_WHAT IS NEEDED:_ Rewrite every item, changing each occurrence of "marker" to "point" and leaving everything else untouched.

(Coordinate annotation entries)
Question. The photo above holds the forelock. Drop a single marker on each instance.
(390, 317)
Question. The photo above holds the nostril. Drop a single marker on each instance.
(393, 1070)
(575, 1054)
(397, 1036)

_FINISHED TASK:_
Question. The photo above holds the forelock. Drop a single point on each instance.
(390, 317)
Question. The photo above holds the nostril. Drop a single point on each instance.
(393, 1070)
(575, 1054)
(397, 1036)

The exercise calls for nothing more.